▶ [TEXT EXCERPT]
Prescription drugs are expensive. Without insurance, consumers would pay even more for medicines that are essential to their health, wellness, and the welfare of their families. While most consumers are familiar with the role that pharmacies and drug companies play in delivering these drugs, many people overlook the role of Pharmacy Benefit Managers (PBMs). By one estimate, 90% of individuals with prescription drug coverage receive benefits through a PBM, and PBMs handle approximately two-thirds of all prescriptions written in the United States.
PBMs serve as middlemen between drug manufacturers, pharmacies, health plan sponsors, and consumers. PBMs do everything from negotiating the prices health plan sponsors pay for drugs to setting the prices pharmacies are reimbursed for dispensing drugs. They also decide which specific drugs are eligible for reimbursement.
Some examples of PBMs are Express Scripts, Medco and CVS Caremark. Express Scripts and Medco, two of the nation’s largest PBMs, are seeking to merge and form the nation’s largest PBM. If this merger goes forward, the combined company will administer 1.14 billion prescriptions annually, and would handle 41% of all prescriptions administered by PBMs. The merged PBM would be nearly two times larger than its nearest competitor.
Express Scripts and Medco argue that this merger will benefit health plan sponsors, and ultimately consumers. They claim that the combined company’s scale will give it substantial buying power to drive down drug prices.
Some consumer advocates and competition experts fear this merger will diminish competition and cause drug prices to increase even more. They question whether the projected savings that the PBMs claim will be passed along to health plan sponsors and ultimately consumers. Community pharmacists - in small pharmacies and large chain drug stores alike - raise important concerns about whether they will be able to compete after the merger and continue to provide in person services and consultations that many people have come to rely on.
As Chairman of the Senate Judiciary Antitrust Subcommittee, I convened a hearing today to examine the effects of this merger on individuals and prescription drug prices. We heard from many witnesses, including two that represent Wisconsin businesses, and gained much insight into this proposed merger.
I will continue working to make sure the potential merger will not hurt consumers so that you are able to receive prescription drugs at a reasonable price ensuring that you and your family are able to afford the care you deserve.

▶ [DATA EXCERPTS]
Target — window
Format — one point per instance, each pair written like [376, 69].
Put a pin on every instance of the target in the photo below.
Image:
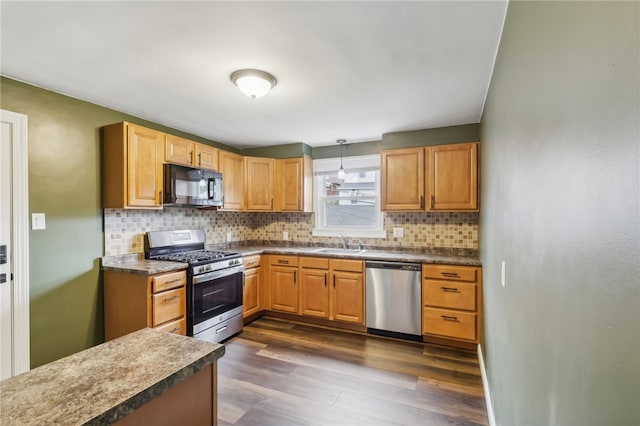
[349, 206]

--

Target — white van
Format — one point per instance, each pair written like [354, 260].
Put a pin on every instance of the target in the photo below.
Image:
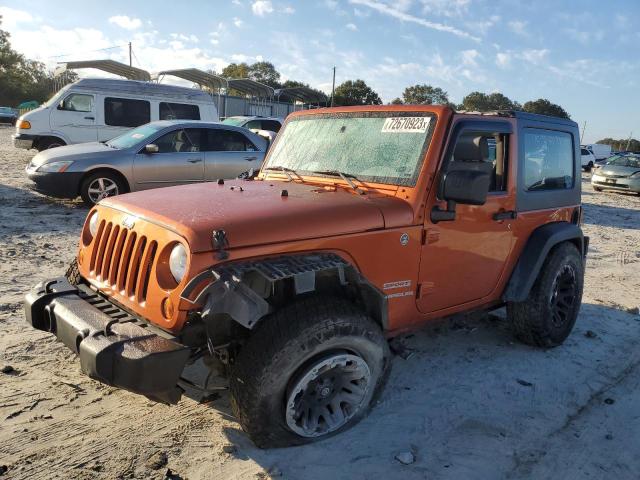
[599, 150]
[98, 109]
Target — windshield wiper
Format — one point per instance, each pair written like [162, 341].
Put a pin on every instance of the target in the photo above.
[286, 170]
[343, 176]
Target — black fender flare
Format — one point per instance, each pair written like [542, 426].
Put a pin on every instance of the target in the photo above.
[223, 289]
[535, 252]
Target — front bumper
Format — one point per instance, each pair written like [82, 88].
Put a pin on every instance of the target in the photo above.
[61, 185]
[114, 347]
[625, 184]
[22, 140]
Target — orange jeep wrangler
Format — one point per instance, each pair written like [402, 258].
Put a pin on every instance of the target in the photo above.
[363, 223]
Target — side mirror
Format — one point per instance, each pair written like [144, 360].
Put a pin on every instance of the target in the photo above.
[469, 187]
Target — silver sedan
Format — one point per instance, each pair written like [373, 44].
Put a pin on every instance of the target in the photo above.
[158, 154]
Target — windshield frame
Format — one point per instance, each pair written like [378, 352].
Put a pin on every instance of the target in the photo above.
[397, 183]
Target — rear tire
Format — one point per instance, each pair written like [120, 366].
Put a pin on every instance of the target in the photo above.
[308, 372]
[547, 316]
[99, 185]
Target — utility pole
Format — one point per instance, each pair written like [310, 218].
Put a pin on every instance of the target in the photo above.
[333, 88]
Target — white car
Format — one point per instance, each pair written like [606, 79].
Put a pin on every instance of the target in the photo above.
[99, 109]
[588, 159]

* * *

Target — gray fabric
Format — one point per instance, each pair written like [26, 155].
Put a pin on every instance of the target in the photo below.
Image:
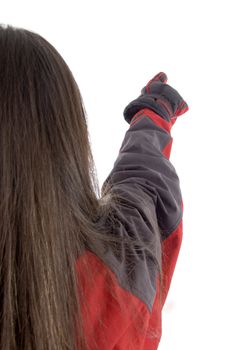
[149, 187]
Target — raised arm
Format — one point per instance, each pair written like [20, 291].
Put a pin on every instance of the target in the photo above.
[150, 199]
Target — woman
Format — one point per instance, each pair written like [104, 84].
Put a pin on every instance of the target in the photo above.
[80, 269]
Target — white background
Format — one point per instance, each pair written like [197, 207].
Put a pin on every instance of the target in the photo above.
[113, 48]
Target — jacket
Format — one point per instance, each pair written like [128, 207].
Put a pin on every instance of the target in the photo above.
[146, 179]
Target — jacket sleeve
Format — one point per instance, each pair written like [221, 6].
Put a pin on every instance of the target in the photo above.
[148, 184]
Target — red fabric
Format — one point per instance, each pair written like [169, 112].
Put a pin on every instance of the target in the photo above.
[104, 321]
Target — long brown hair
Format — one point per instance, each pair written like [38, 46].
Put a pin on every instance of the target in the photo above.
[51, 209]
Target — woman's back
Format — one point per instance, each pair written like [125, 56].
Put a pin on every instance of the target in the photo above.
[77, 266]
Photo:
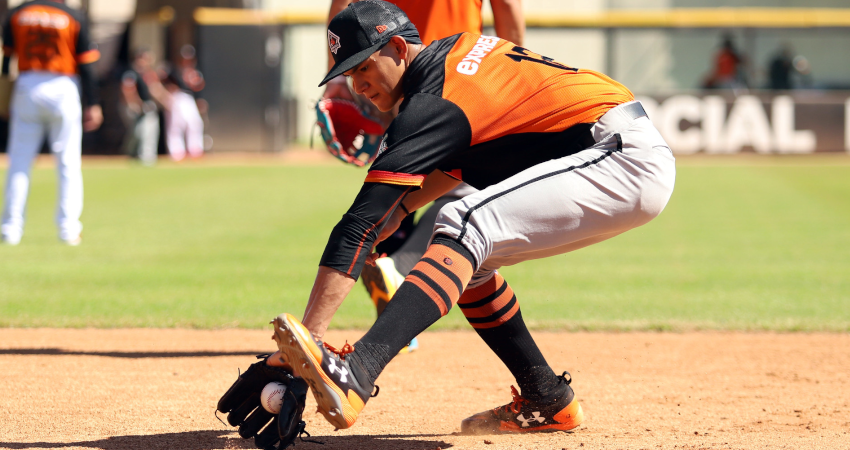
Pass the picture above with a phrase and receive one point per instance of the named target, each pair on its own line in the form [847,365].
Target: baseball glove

▶ [WHAT YOU SHOULD DO] Using the text on pharmacy benefit managers, explain why Express Scripts and Medco say their merger would help health plan sponsors and consumers. Answer in one to three sentences.

▶ [RESPONSE AREA] They say the combined company would be large enough to have substantial buying power. They claim that power would let it drive down drug prices, which would benefit health plan sponsors and, ultimately, consumers.